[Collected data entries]
::::
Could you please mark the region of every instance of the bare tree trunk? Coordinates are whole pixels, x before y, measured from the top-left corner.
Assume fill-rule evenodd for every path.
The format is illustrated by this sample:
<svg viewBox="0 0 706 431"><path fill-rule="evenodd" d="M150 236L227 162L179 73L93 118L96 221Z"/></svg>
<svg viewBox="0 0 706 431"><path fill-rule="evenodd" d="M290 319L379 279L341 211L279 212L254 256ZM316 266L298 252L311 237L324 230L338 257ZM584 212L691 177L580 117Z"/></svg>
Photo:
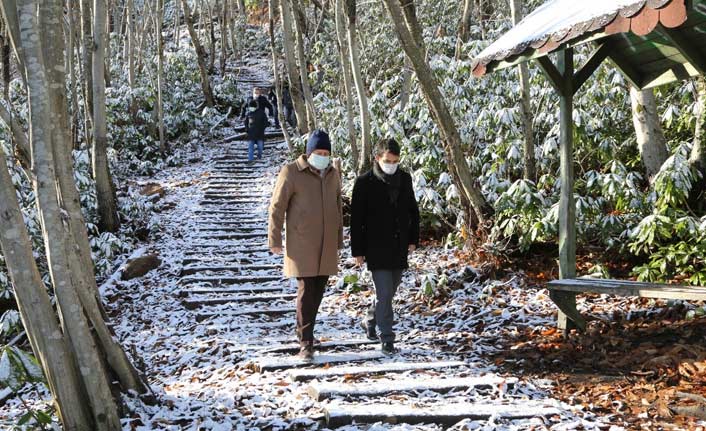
::::
What is being asked: Return every line above that contains the word "viewBox".

Output:
<svg viewBox="0 0 706 431"><path fill-rule="evenodd" d="M150 236L227 162L179 73L93 118L96 221Z"/></svg>
<svg viewBox="0 0 706 431"><path fill-rule="evenodd" d="M290 319L379 279L341 211L279 212L254 256ZM316 266L298 252L311 237L324 230L338 257ZM584 212L691 177L580 117Z"/></svg>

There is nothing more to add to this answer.